--- start of EXTRACTED MATERIAL ---

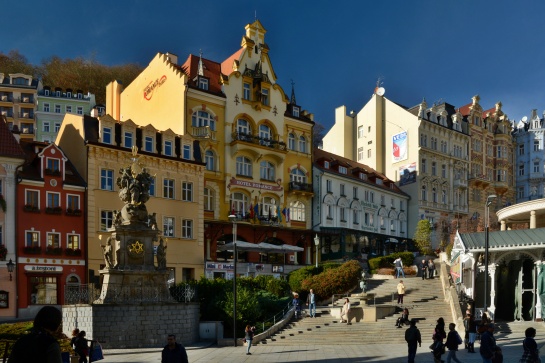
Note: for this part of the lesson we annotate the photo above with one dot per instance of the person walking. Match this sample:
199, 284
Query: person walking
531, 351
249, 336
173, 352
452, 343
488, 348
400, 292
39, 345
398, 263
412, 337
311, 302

--- end of EXTRACTED MATERIAL ---
--- start of EXTRACTED MATERIAL ---

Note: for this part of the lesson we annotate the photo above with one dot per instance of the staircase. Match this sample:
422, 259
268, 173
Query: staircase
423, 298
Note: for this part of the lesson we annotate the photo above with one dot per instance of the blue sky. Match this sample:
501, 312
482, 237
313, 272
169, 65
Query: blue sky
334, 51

--- end of EXTRACTED MATERIAL ---

*DESCRIPTION OF THE TASK*.
Locate each line of the material above in which the string "person" appears, and copy those lines out in full.

*RESULT OF THIS TASK*.
Note: for this part of the lesson we annotate the photo above with one dot per instance of the person walking. Match this sample:
Query: person walking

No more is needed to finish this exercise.